## Required action A
Can you copy from the MRI passage, word for word, the part that opens with the words containing "We wasted a" and closes with "curing this disease."?
## Required action B
Answer these from the MRI passage, one per line:
(i) How long did this morning's MRI last?
(ii) What did the writer smoke before the first MRI?
(iii) What did today's results show?
## Required action C
How would you shorten the paragraph of the MRI passage that begins "My doctor got me into the MRI this morning" while keeping its main facts?

## Selected passage
----------------
As I suppose you could tell, I was beginning to panic when I wrote the previous chapter.

“Shit! What if I’ve got a new lesion growing on my frontal lobes? That wouldn’t necessarily cause any physical symptoms, but it could show up in declining cognitive function.”

My doctor got me into the MRI this morning. After taking a Valium, (I’m extremely claustrophobic) I spent my time relaxing and meditating as the huge machine whirred and pounded around my head for 45 minutes. No sweat. I’ve been through this four times before.

The first was the worst, of course. I had heard that I would be in a very enclosed place for a long time and I was nervous at the thought. Before going in, I smoked a fat joint, hoping that would relax me and get me through it.

What a mistake! Instead of relaxing me, it put me into a horrible paranoid place. Plus they had forgotten to give me the “emergency” bulb to squeeze if I needed out. I found myself shouting,

“Get me out of here! Help! Please….!”

We wasted a good ten minutes while they calmed me down, and then they gave me the bulb which I clenched to my chest like a magic talisman. Didn’t need to use it, but somehow just knowing it was there made me relax some.

Today’s results showed no new or active lesions. YAY! I’m slowly coming out of my anxiety state and refocusing on the task at hand, to wit, curing this disease.
----------------
## Dataset entries
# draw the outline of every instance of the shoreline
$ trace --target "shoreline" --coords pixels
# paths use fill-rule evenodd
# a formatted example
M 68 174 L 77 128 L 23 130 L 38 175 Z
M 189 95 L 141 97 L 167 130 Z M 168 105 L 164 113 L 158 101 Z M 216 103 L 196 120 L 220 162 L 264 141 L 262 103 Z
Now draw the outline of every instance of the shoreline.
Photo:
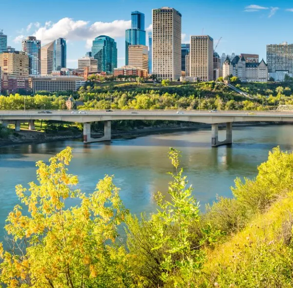
M 280 122 L 267 123 L 267 122 L 257 122 L 257 123 L 239 123 L 234 124 L 233 127 L 243 127 L 243 126 L 263 126 L 267 125 L 288 125 L 292 124 L 291 123 L 283 123 Z M 219 128 L 221 129 L 225 128 L 225 124 L 219 124 Z M 145 127 L 143 129 L 133 129 L 131 130 L 123 131 L 113 130 L 112 131 L 111 140 L 116 139 L 133 139 L 140 137 L 144 137 L 151 135 L 157 135 L 160 134 L 165 134 L 166 133 L 172 133 L 178 131 L 196 131 L 201 129 L 209 128 L 210 127 L 210 124 L 198 124 L 198 125 L 192 125 L 190 126 L 186 125 L 176 125 L 174 126 L 163 126 L 156 127 Z M 22 133 L 21 133 L 22 132 Z M 29 131 L 29 130 L 22 130 L 20 134 L 21 135 L 25 135 L 27 132 L 30 133 L 38 133 L 37 131 Z M 102 133 L 93 132 L 92 135 L 94 137 L 99 138 L 102 136 Z M 27 136 L 27 135 L 26 135 Z M 57 142 L 58 141 L 66 141 L 68 140 L 73 140 L 75 139 L 80 139 L 82 141 L 83 134 L 82 133 L 78 135 L 54 135 L 52 137 L 48 135 L 42 135 L 41 137 L 39 138 L 30 138 L 24 139 L 23 141 L 15 141 L 7 140 L 7 141 L 1 141 L 0 140 L 0 147 L 9 147 L 13 146 L 18 146 L 24 144 L 40 144 L 42 143 L 46 143 L 50 142 Z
----------------
## Answer box A
We wasted a good ten minutes while they calmed me down, and then they gave me the bulb which I clenched to my chest like a magic talisman. Didn’t need to use it, but somehow just knowing it was there made me relax some.

Today’s results showed no new or active lesions. YAY! I’m slowly coming out of my anxiety state and refocusing on the task at hand, to wit, curing this disease.

## Answer box B
(i) 45 minutes.
(ii) A fat joint.
(iii) No new or active lesions.

## Answer box C
My doctor arranged an MRI for this morning. I'm extremely claustrophobic, so I took a Valium, then relaxed and meditated through the machine's 45 minutes of noise with no trouble. I've had four scans before.